## Page excerpt
•••••

On Sept. 17, 2014, Lopez officially opened Urban Necessities – its name inspired by the United Nations, and the concept of all walks of life coming together on a unified front – at the Boulevard Mall, the oldest shopping center in Las Vegas. He picked a storefront that had been closed for seven years, on a hallway in the mall that hadn’t had any businesses there for five years. And though they still weren’t speaking, Barangan gave Lopez a piece of art for the new store, which meant so much to him that he called and told her he couldn’t be – or run the business – without her.

By the end of December 2014, in its first 3½ months of business, Urban Necessities notched $1 million in sales. In 2018, the store left the Boulevard as the mall’s highest generator of both foot traffic and revenue, and moved to the Fashion Show Mall on the Vegas Strip for three years.

In May, Urban Necessities relocated again, this time into a two-floor storefront inside the mall. The retail space is 18,000 square feet, adorned with marble floors and white lights. The centerpiece of the store is a 12-row, 156-foot-long sneaker wall, with more than 4,000 pairs on display (and more than 40,000 more pairs in inventory). “Willy Wonka-esque,” joked Lopez about his shiny new store that also features an ice cream shop, barber chairs and a tattoo parlor.

•••••

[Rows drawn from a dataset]
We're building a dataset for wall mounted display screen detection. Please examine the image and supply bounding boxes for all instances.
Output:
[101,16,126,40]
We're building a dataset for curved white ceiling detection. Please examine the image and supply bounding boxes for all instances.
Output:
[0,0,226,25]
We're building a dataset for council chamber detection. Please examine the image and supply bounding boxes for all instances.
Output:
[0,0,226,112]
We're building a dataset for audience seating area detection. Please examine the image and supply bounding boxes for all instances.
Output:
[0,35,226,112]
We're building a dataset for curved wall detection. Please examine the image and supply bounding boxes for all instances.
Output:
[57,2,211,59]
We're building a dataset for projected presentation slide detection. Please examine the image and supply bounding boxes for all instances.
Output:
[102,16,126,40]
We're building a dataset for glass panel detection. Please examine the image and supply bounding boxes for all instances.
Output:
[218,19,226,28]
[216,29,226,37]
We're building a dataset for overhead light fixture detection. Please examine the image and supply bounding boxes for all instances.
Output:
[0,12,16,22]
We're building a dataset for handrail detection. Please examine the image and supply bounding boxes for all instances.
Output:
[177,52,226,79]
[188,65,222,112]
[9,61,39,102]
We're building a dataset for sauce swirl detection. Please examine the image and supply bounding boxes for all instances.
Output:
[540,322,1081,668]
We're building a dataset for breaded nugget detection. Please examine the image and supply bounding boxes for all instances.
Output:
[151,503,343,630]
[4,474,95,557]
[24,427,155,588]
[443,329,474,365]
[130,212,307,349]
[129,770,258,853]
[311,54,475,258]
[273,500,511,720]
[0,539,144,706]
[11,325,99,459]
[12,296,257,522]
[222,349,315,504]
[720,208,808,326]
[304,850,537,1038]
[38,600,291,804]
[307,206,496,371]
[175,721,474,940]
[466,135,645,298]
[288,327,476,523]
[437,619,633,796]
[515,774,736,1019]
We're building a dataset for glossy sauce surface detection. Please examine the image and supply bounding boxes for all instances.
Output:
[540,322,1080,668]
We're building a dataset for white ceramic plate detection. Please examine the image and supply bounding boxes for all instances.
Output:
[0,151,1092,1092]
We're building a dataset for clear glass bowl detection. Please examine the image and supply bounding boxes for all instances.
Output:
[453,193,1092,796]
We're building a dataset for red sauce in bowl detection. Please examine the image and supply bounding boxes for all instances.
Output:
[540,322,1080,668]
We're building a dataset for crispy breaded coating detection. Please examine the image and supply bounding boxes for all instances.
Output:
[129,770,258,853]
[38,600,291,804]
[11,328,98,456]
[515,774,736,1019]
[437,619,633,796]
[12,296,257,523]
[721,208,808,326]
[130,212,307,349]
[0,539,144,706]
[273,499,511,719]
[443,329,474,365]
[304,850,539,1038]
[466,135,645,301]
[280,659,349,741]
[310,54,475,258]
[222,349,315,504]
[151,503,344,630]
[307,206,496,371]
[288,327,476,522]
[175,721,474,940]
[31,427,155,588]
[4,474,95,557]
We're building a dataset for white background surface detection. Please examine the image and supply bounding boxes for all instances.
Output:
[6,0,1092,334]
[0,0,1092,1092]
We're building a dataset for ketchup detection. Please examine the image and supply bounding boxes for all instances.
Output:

•••••

## Activities
- a) For each statement, say yes or no to whether it agrees with the Urban Necessities passage, and quote the deciding words. (i) Urban Necessities opened on Sept. 17, 2014. (ii) The storefront Lopez picked at the Boulevard Mall had been closed for five years. (iii) The store's current retail space is 18,000 square feet.
- b) Write out the Urban Necessities passage between "On Sept. 17, 2014, Lopez" and "business – without her.", inclusive.
- c) Extend the Urban Necessities passage from where it stops.
These rows come from a separate source and are not part of the Urban Necessities passage.

## Answers given
- a)
(i) Yes: "On Sept. 17, 2014, Lopez officially opened Urban Necessities"
(ii) No: "He picked a storefront that had been closed for seven years"
(iii) Yes: "The retail space is 18,000 square feet"

- b)
On Sept. 17, 2014, Lopez officially opened Urban Necessities – its name inspired by the United Nations, and the concept of all walks of life coming together on a unified front – at the Boulevard Mall, the oldest shopping center in Las Vegas. He picked a storefront that had been closed for seven years, on a hallway in the mall that hadn’t had any businesses there for five years. And though they still weren’t speaking, Barangan gave Lopez a piece of art for the new store, which meant so much to him that he called and told her he couldn’t be – or run the business – without her.

- c)
The Urban Necessities retail space is 18,000 square feet and is adorned with marble floors and white lights. More than 4,000 pairs of shoes are on display.

Brian A. Wilkins

“One of the things that I’ve always thought has been wrong with retail is that, as retailers, we haven’t done enough to motivate you to come back a second and third or fourth time,” Lopez said. “Anybody could get you in there once, but for us, it was about, ‘How do we get you to stay talking about the shop in a positive light and be motivated to take that trip across the country or across the world to come visit?’ Because that’s what it’s going to take for us to be able to provide our consignors a fair shot of moving their items.”

Since 2014, Urban Necessities has built a network of more than 40,000 people who have commissioned the store for consignment. And Lopez won’t let anyone forget that, no matter how big his brand has gotten, one thing has remained the same.

“This literally started with one shoe,” he reflected of the Barkley Posite Max, “but in reality, what it’s turned into in 6½ years, is we’ve generated over $100 million in sales with $90 million of that going back into the community.”

According to the Urban Necessities website, the store’s consignment rate is “10% of the sale or $20, whichever is greater.” (By comparison, on two of the most popular sneaker reselling platforms, commission/processing/seller fees can cost users as much as 25% on GOAT and 13% on StockX.)

“We have the lowest consignment rate in the country,” Lopez said with pride.

Sneakers once saved Jaysse Lopez’s life – and he kept going. During the production of Sole Survivor, while sitting inside Urban Necessities one morning before the store opened its doors, he took it all in.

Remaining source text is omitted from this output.